_Metin Parçası_:
Sevgili Özcan Deniz ve benim müzikal bir platformda bir araya gelmemiz yaklaşık 4 yıl öncesine dayanıyor. Onun “Hediye” albümüne 3 tane beste vermiştim. “Nasip Değilmiş” çok ses getirmişti. Çok ilgi çekti ve çok sevildi insanlar tarafından. Daha sonrasında da yeni albüm çalışmaları sırasında tesadüfen aynı stüdyoda çalışıyorduk. Stüdyoya gelip gitmeler sırasında bir gün koluna girdim Özcan’ın. “Gel sana yeni albüm şarkılarını dinleteceğim” dedim. Hemen geldi, beni kırmadı. Dinledi, albümü çok beğendi. Dedim ki “Özcan’cığım, “Aklım Hep Sende” şarkısına bir şeyler yapabilir miyiz?” “Ne demek tabi ki keyifli olur benim için” dedi ve beni yine kırmadı. Kendini müzikal alanda defalarca kanıtlamış bir sanatçının, bir yorumcunun, aynı zamanda hem sinema oyuncusu olarak da kendisini defalarca ispatlamış bir sanatçının teklifimi geri çevirmemesi benim için mutluluk kaynağı oldu. Çünkü o da inanıyor. O da her zaman “sen çok iyi bir yorumcusun, çok iyi bir bestecisin, daha iyi yerlerde olmanı istiyorum” diyerek beni destekler. Hem de her konuda destekler. Bu tabi ki özel bir durum. Herkese nasip olacak bir durum değil. Bu şansı ve imkanı yarattığı için kendisine her röportajımda minnet duygumu altını çizerek belirtiyorum.

Fan klüp sayfanızda hayranlarınızın size yönelttiği bir soru var. Yer aldığınız bazı projelerle oyunculuğa göz kırptınız, devam etmeyi düşünüyor musunuz?
“Adanalı” ve onun öncesinde de “Naciye’yi Kim Sevmez” adlı bir dizide konuk oyuncu olarak 2 bölüm yer almıştım. Tabi ki yer almak isterim iyi bir projede. Bir de Özcan Deniz’le olurmuş! Çok şık bir şey olabilir, neden olmasın? Ama benim için önemli olan iyi bir ekip ve kaliteli bir işin içinde olmak. Öncelikli olan kalite. Projesi, oyuncularıyla, yönetmeniyle, senaryosu ile benim içinde yer alabileceğim bir proje olmak zorunda. Her gelen projeye evet deme durumum asla söz konusu değil. Hele hele beyaz perdede ilk deneyimim olacağı için mutlaka çok ince eleyip sık dokunacak bir iş olacaktır benim için. Çünkü ben kendimi bir sinema filminde göstermek istiyorsam ilk kez yapacağım bu işte benim için olmazsa olmazlar vardır. Hiç olamayacak şeyler vardır. Bir öpüşme veya sevişme sahnesinde kendimi ispatlamak istemem. Bu benim ilk deneyimim olacak çünkü. Daha sonrasında da istemem. Tamamen karakter oyunculuğu üzerine bir film olmalı. Belki başrol olmayabilir. Yardımcı kadın oyuncu olarak bile katılırım. İşin niteliği çok önemli. Nitelikli bir iş ise kesinlikle olur.

_Veri Satırları_:
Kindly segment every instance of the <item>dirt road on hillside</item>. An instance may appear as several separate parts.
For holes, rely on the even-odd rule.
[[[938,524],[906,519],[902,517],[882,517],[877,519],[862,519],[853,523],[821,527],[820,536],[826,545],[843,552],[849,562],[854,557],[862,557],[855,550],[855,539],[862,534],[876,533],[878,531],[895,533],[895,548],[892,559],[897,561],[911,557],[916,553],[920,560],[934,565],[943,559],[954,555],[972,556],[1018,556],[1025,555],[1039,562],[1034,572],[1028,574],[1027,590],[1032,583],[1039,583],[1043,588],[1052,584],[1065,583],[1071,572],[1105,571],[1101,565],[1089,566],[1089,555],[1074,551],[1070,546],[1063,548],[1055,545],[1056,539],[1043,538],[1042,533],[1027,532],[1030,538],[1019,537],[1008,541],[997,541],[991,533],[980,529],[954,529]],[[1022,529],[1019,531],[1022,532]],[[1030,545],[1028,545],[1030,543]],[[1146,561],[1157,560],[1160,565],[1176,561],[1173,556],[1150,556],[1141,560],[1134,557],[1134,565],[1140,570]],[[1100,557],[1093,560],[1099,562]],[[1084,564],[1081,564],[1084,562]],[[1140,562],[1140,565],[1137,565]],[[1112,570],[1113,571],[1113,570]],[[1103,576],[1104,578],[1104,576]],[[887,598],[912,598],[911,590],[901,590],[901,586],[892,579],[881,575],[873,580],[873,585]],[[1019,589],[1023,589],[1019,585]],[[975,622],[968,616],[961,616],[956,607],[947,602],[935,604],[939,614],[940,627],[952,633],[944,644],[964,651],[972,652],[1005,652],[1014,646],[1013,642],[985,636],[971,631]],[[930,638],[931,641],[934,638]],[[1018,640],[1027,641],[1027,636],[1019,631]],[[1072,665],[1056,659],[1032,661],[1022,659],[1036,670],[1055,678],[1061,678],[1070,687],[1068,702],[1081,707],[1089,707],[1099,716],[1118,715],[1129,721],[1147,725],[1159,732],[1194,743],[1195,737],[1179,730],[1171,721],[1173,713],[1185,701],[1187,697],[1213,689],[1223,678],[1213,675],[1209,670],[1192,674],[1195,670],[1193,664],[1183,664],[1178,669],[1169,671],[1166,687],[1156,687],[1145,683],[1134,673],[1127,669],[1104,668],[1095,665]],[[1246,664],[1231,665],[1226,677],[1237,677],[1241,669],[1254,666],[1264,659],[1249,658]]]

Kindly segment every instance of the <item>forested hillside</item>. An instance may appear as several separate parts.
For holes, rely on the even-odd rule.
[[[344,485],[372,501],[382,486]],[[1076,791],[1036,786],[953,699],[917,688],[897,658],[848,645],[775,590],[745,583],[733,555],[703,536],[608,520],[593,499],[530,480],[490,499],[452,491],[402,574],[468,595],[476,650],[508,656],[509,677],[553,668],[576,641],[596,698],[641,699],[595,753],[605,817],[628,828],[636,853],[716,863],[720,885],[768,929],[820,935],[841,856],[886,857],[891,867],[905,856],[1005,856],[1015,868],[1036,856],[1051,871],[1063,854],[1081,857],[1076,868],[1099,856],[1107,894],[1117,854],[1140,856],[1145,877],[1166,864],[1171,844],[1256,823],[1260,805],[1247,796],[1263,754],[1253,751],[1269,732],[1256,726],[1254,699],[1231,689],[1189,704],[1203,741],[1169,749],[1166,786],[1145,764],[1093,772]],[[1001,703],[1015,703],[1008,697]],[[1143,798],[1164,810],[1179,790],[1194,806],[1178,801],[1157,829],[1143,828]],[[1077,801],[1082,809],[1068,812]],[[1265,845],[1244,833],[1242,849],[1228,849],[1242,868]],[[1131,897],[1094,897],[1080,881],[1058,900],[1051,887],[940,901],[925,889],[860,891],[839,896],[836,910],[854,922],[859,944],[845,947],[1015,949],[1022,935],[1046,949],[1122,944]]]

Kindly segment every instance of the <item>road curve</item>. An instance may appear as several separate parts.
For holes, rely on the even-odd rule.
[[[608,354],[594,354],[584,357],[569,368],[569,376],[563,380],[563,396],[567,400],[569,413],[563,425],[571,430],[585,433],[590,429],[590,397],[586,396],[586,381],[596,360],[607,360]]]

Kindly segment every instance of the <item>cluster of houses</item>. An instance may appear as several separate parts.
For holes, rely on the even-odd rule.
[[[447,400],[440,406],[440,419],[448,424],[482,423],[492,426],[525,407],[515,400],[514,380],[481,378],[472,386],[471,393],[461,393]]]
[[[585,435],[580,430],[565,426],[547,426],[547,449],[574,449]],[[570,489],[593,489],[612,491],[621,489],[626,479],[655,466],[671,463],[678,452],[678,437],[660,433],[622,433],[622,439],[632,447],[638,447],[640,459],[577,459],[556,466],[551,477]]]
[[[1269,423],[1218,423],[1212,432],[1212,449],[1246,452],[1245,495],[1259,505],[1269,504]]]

_Yazılı Görev_: Metin parçasında "Fan klüp sayfanızda" ifadesiyle başlayıp "etmeyi düşünüyor musunuz?" ifadesiyle biten bölümü harfi harfine yeniden yazınız.

_Sorunun Çözümü_:
Fan klüp sayfanızda hayranlarınızın size yönelttiği bir soru var. Yer aldığınız bazı projelerle oyunculuğa göz kırptınız, devam etmeyi düşünüyor musunuz?